AIM OF THE TASK>
Exclude the pictures from your copy, and reproduce each entry below verbatim.

INFORMATION GIVEN>
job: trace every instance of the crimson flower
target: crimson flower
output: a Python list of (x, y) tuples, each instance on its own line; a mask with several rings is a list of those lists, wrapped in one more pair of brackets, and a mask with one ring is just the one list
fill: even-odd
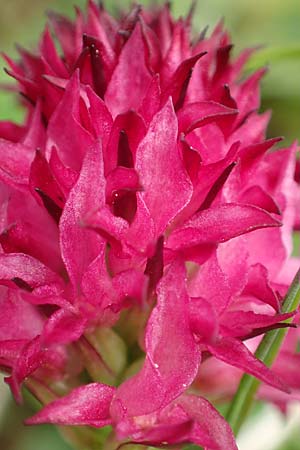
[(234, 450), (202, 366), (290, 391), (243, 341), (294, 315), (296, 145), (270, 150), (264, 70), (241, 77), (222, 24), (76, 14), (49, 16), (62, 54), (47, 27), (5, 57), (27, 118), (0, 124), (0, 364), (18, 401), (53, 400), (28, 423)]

EXERCISE RESULT>
job: trace every instance of the crimson flower
target: crimson flower
output: a Python list of (x, y) tuples, each instance on its own line; a mask with several rings is a list of those lists, wrapped in one more pair of brackets, and a mask with one ring is just the one list
fill: even-odd
[(234, 450), (202, 366), (290, 391), (243, 341), (294, 315), (296, 145), (270, 150), (264, 70), (241, 77), (222, 24), (76, 14), (49, 16), (62, 54), (47, 27), (5, 57), (27, 118), (0, 124), (0, 364), (18, 401), (53, 400), (28, 423)]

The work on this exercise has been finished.